(Input Opens)
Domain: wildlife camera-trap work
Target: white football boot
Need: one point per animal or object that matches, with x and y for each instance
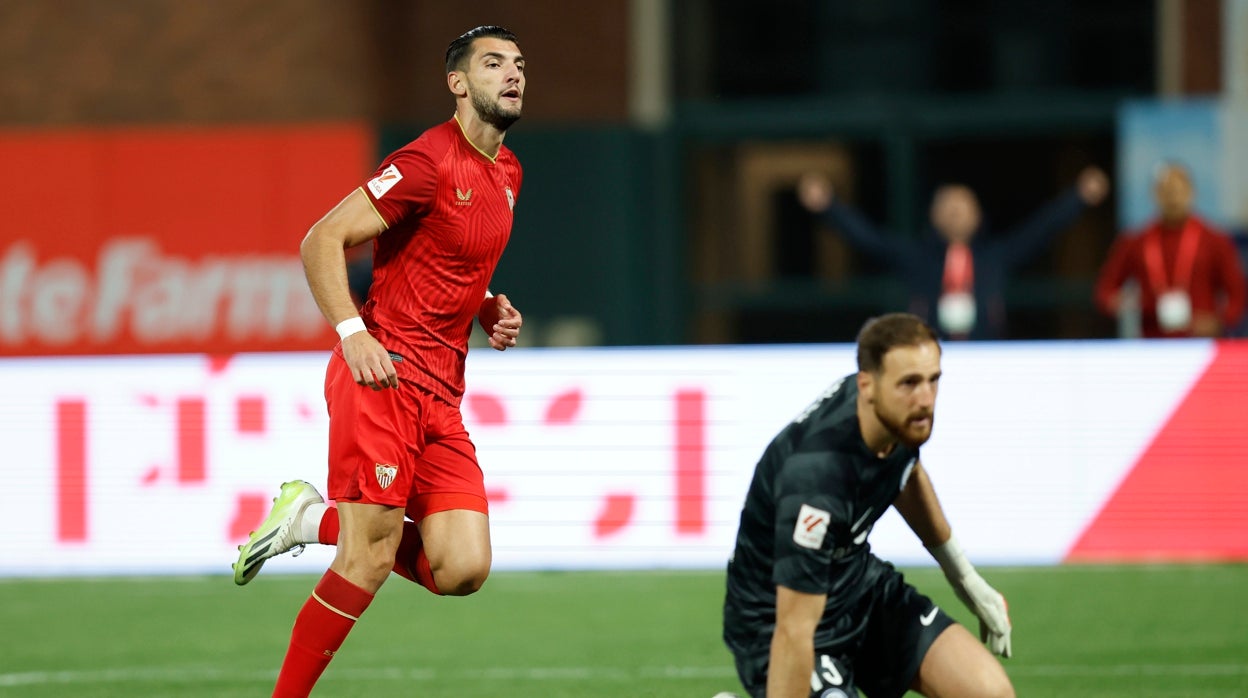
(277, 535)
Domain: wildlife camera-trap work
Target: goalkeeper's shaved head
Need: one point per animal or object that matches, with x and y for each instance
(882, 334)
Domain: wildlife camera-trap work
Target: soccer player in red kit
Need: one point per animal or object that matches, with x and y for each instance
(403, 472)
(Input Closes)
Scan the listing for the string "Target". Copy each line that has it.

Target: white football boot
Target: goalkeeper's shaved head
Target: soccer player in red kit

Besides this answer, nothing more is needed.